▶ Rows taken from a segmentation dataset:
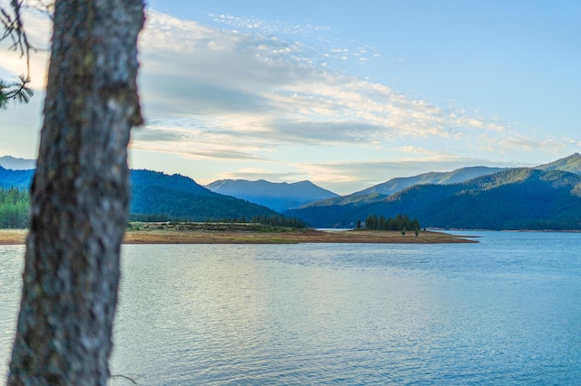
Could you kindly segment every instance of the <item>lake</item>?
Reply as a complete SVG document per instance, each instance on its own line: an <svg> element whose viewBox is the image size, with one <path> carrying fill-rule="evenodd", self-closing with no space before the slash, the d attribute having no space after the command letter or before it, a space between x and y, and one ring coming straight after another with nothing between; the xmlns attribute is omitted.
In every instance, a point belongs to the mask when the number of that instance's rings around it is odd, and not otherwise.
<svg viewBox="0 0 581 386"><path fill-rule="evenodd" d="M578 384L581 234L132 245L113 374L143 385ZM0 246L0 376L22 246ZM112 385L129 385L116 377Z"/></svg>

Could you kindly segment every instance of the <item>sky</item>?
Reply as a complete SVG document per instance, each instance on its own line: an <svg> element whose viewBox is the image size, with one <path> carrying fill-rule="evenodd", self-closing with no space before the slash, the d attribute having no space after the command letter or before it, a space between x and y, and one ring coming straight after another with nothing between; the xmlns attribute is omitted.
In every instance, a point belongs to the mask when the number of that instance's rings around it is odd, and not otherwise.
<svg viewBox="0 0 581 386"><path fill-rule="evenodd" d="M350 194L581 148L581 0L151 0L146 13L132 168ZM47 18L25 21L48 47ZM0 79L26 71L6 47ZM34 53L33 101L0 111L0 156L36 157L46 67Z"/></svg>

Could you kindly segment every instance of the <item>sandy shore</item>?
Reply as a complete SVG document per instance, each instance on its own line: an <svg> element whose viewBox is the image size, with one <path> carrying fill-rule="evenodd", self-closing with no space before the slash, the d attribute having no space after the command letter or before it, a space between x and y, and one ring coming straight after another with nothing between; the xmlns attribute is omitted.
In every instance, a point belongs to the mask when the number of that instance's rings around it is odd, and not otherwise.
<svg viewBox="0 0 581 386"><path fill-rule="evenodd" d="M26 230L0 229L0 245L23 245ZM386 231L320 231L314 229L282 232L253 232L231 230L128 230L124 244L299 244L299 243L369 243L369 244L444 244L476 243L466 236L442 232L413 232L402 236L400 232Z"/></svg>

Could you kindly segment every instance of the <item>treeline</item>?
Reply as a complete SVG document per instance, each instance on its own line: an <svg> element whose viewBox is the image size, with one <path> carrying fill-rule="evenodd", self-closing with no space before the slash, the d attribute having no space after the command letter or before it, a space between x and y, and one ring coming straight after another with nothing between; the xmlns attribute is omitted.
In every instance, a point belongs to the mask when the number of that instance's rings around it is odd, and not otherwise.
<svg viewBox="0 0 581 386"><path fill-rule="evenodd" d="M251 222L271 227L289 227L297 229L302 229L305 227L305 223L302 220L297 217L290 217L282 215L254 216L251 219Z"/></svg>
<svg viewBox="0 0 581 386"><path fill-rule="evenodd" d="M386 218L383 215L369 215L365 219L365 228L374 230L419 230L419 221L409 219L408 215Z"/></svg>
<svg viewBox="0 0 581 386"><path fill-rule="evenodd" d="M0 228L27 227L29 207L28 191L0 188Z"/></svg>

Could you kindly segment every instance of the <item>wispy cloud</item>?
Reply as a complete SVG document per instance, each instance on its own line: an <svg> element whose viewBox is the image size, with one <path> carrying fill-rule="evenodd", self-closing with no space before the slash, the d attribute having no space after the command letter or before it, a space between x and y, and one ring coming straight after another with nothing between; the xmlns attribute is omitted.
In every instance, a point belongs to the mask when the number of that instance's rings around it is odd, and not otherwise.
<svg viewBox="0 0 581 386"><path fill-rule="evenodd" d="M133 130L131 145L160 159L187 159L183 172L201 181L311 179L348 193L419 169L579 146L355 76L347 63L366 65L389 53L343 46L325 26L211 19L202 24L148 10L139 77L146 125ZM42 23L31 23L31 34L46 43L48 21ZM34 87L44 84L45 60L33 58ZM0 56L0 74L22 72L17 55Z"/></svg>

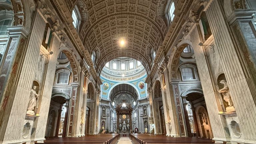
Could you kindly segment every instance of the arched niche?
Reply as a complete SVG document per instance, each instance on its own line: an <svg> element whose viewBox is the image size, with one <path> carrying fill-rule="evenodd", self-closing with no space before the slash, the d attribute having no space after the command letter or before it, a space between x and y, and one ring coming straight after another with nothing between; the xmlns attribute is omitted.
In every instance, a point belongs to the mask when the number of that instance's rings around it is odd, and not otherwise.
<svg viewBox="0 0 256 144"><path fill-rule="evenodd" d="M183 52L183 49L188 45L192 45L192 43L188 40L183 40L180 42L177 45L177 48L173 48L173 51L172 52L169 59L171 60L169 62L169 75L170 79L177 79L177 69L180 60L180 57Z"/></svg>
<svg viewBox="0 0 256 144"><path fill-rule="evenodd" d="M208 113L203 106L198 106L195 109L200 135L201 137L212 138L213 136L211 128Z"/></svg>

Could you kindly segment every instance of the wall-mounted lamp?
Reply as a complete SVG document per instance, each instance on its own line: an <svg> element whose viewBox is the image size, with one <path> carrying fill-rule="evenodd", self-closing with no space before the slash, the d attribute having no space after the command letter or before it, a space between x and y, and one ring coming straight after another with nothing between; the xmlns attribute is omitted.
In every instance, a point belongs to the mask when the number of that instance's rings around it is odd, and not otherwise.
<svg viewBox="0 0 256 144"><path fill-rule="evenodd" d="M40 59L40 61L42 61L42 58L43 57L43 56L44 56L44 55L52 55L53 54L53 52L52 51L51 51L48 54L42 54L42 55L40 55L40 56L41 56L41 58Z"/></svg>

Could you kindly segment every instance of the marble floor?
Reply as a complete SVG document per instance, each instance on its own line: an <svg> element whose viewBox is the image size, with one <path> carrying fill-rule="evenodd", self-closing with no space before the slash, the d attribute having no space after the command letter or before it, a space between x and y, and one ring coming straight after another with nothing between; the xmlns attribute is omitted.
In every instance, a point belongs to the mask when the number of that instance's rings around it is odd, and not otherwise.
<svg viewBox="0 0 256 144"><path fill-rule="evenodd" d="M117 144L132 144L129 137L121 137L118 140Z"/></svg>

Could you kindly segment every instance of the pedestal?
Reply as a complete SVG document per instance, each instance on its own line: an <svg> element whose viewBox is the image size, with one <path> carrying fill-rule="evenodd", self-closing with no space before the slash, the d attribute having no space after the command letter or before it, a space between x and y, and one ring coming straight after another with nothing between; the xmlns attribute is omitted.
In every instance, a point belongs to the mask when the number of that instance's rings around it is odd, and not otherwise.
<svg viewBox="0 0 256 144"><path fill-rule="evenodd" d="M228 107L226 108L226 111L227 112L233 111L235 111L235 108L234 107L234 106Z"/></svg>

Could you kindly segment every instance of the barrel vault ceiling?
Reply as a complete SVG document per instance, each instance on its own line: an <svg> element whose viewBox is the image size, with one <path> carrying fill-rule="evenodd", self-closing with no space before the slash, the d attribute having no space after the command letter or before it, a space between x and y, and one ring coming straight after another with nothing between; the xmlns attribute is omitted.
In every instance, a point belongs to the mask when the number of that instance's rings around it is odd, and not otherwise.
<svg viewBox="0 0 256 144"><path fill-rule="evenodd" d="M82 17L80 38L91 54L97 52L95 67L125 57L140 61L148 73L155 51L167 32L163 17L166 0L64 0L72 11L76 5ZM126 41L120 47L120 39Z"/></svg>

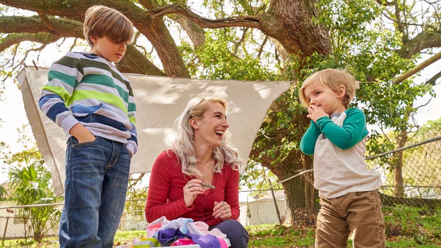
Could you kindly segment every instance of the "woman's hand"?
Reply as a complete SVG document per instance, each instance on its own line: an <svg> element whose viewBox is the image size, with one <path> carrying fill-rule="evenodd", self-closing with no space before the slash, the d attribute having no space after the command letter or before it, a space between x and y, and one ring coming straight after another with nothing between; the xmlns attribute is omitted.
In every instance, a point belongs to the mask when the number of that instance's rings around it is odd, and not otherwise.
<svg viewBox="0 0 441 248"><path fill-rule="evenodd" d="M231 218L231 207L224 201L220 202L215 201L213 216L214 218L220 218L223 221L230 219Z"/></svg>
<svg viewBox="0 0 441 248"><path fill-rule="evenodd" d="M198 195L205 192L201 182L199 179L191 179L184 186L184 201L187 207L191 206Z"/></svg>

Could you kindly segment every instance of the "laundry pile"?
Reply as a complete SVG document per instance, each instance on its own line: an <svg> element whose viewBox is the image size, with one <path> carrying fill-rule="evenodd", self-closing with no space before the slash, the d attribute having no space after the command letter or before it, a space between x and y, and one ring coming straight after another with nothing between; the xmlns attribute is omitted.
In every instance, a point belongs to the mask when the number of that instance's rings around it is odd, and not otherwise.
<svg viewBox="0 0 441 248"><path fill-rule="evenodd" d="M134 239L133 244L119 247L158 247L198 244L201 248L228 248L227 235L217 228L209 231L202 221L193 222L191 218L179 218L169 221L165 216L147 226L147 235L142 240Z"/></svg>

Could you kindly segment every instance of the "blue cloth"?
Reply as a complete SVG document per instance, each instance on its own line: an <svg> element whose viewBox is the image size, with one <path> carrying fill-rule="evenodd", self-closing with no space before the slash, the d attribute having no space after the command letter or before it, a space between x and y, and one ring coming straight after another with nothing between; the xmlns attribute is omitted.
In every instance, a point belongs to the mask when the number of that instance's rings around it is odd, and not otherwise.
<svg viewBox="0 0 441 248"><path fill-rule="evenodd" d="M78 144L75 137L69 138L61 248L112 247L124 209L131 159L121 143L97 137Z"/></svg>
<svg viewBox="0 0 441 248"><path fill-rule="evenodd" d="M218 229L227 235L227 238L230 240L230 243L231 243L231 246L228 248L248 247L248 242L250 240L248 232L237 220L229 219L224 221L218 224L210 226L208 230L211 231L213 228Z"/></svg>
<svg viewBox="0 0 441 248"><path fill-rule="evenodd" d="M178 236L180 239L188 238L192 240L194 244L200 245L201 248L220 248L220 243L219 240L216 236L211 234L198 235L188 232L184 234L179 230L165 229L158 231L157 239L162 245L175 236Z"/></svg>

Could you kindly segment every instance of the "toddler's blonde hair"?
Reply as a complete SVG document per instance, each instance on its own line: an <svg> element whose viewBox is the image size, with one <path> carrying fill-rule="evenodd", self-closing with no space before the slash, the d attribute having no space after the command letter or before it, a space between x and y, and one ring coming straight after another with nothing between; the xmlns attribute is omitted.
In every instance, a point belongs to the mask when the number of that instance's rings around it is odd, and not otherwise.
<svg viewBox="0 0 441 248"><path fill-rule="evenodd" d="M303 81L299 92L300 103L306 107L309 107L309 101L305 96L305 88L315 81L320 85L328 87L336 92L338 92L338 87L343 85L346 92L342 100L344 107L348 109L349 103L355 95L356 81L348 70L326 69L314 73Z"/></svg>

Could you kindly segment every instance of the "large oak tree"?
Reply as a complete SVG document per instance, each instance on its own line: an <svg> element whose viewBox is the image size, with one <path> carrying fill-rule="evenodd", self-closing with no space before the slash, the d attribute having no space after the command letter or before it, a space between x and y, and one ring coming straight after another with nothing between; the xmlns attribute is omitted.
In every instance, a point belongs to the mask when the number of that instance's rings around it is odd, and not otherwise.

▶ Instructions to follow: Can you retype the material from its beginning up to and including the line with "384L581 234L132 245L113", leaving the pictures out of your answer?

▶ Response below:
Could you kindly segment every instance of the <item>lake</item>?
Reply as a complete SVG document per instance, each instance on its own line: an <svg> element whose viewBox is the image size, with one <path> carrying fill-rule="evenodd", self-closing with no space before the slash, the d attribute having no space after the command letter or before it, a space between x and y, and one ring coming straight after another with nothing between; the xmlns attribute is omitted.
In every instance, a point belongs to the mask when the number of that instance's rings around it is odd, and not otherwise.
<svg viewBox="0 0 581 386"><path fill-rule="evenodd" d="M578 384L581 234L132 245L113 374L143 385ZM0 246L0 376L22 246ZM112 385L129 385L116 377Z"/></svg>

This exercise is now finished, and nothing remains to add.